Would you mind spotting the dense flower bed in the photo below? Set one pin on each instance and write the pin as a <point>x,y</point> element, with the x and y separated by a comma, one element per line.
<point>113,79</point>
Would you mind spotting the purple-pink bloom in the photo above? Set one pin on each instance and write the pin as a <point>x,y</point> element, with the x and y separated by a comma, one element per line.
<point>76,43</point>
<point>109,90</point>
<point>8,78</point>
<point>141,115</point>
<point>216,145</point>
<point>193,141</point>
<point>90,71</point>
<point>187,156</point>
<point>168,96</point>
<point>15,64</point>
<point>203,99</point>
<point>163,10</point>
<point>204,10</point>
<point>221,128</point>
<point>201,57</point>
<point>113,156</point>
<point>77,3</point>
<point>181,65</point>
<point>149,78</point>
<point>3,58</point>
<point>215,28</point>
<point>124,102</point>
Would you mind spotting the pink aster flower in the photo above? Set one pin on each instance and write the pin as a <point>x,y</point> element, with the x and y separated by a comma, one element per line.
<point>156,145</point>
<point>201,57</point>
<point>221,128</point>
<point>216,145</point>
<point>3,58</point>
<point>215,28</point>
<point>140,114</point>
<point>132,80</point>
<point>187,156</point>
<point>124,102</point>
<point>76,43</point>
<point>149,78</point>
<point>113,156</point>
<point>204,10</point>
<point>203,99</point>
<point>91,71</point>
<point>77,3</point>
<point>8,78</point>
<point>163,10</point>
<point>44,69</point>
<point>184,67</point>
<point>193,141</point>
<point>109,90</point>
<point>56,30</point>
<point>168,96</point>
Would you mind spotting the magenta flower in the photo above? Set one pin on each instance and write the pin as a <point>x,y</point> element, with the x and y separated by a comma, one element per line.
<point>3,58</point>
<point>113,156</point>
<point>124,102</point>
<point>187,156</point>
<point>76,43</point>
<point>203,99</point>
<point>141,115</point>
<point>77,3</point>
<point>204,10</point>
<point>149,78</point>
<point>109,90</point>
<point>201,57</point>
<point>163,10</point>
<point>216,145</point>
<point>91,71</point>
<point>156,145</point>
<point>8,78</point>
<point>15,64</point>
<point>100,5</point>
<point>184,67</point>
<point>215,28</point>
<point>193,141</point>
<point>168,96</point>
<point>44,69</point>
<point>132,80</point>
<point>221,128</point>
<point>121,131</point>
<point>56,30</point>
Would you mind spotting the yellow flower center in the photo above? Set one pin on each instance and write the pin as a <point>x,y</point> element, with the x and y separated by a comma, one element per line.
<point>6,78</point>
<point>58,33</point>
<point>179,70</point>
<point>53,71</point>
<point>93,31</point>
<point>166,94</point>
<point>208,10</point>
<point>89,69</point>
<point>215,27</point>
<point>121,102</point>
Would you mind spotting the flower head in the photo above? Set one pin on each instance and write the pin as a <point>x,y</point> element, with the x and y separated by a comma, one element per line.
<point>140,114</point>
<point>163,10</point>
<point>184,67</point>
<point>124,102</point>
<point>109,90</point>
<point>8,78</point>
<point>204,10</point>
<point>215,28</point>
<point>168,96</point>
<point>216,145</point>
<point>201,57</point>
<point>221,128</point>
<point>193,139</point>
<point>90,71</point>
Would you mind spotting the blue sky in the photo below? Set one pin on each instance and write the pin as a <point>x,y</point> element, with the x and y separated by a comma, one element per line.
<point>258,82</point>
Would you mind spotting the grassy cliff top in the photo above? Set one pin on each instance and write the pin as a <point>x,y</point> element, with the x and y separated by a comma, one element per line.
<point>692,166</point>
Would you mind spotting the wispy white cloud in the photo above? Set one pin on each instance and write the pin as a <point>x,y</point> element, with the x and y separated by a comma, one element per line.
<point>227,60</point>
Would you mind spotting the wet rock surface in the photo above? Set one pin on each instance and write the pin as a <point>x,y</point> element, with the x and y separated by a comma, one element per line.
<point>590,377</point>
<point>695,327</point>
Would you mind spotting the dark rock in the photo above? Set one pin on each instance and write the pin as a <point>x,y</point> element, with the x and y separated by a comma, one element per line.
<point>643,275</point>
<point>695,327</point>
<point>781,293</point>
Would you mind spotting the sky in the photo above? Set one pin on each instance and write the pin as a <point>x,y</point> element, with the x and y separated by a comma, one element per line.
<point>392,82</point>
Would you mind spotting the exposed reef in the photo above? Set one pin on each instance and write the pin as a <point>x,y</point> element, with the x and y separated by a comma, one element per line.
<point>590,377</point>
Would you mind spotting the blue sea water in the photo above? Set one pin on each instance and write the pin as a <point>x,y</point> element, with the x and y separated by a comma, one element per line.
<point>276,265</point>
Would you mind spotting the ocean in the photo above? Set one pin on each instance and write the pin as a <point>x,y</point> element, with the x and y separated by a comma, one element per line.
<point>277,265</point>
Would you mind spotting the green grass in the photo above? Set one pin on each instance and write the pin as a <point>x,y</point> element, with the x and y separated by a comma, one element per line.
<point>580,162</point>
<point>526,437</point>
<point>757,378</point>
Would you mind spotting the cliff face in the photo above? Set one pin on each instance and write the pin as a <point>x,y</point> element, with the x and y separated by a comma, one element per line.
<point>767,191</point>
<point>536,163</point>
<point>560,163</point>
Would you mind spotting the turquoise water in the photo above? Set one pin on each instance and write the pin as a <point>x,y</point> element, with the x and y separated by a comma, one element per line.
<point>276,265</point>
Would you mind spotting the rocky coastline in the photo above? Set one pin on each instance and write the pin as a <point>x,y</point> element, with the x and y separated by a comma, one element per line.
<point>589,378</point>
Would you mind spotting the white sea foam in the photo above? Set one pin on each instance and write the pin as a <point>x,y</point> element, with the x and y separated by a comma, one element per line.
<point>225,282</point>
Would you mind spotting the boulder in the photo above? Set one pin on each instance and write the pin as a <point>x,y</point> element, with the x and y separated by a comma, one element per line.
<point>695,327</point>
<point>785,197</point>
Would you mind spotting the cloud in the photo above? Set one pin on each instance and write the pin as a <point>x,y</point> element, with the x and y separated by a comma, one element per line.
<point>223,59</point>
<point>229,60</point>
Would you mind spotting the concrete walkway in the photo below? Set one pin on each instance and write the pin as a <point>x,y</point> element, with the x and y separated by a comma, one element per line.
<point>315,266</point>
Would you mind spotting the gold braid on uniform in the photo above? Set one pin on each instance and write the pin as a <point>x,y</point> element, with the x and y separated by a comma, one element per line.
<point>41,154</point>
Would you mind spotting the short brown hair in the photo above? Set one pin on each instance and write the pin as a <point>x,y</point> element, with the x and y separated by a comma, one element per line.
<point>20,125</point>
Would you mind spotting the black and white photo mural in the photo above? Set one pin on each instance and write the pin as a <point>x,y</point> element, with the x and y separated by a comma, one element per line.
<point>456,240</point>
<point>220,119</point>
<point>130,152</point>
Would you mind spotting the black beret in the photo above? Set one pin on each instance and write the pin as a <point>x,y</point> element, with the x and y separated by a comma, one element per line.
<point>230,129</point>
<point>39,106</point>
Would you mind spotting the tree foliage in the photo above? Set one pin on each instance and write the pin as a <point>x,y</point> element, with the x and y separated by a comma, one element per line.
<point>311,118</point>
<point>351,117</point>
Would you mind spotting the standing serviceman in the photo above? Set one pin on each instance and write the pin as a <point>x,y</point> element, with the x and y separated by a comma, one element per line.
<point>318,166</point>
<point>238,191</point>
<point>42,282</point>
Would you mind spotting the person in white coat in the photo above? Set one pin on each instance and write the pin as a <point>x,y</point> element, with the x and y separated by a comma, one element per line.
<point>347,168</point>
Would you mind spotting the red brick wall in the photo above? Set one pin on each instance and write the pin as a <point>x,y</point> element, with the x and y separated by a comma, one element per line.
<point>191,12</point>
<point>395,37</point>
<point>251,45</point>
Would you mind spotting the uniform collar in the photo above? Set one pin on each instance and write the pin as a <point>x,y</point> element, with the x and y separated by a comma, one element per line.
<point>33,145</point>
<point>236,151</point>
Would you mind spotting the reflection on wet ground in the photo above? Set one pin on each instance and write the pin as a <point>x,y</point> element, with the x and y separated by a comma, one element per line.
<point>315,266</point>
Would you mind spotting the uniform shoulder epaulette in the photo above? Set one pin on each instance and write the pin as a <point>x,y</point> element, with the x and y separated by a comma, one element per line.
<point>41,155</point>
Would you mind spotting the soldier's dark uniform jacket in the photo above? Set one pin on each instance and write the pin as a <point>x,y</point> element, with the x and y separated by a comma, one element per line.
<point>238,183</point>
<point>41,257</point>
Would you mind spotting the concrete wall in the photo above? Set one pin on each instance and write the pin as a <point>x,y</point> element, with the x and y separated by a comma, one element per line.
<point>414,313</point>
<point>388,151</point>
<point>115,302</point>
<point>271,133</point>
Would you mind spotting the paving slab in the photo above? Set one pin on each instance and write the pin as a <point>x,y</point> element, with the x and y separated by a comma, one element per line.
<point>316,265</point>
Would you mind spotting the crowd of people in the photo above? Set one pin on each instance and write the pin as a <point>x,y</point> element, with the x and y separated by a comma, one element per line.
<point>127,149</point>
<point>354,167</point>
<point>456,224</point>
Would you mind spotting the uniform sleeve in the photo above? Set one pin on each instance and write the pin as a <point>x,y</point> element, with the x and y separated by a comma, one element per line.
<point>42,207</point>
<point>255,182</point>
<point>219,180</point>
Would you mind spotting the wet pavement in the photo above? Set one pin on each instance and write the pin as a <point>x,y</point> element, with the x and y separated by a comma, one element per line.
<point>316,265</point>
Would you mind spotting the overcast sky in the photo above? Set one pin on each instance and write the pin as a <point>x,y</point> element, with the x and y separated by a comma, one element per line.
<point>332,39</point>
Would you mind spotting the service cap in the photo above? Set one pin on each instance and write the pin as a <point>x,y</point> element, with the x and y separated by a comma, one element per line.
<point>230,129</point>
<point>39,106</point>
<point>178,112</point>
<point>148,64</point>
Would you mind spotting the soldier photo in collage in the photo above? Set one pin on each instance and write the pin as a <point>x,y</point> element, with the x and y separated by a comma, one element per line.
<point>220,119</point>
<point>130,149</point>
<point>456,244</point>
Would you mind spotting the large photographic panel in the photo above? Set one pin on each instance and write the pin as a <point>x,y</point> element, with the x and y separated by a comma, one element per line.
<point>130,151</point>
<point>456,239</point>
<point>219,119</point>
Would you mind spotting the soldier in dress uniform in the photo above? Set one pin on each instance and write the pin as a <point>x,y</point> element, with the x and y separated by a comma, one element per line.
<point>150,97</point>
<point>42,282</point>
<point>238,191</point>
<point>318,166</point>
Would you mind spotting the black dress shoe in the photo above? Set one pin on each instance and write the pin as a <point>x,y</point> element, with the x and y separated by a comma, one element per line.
-------------------------
- Problem statement
Nothing but the lines from the line with "Would you mind spotting the soldier photo" to the last line of the listing above should appear; please retype them exactly, both ends included.

- Solution to the exercise
Would you mind spotting the soldier photo in collage in the photo above? Set one pin on each instance and write the pin as a <point>x,y</point> element, with the x and y separated by a comma, one element per line.
<point>220,119</point>
<point>130,149</point>
<point>456,244</point>
Would you mind spotting the large photographic panel in the photo above? Set one pin on each instance and write the pin as a <point>x,y</point> element, with the x and y separated by a comma, one element per line.
<point>130,151</point>
<point>456,239</point>
<point>219,119</point>
Would you mind spotting the soldier in dress uniform in the photo above? Set one pin on each instance and write the pin as a <point>x,y</point> element, with the x and y separated by a comma, one element per line.
<point>150,97</point>
<point>42,282</point>
<point>238,191</point>
<point>318,166</point>
Would you mind spotting the black dress shoe in the photo above? Set one pin on each instance and write the pin as a <point>x,y</point> element, with the x and y separated by a comma, one element per line.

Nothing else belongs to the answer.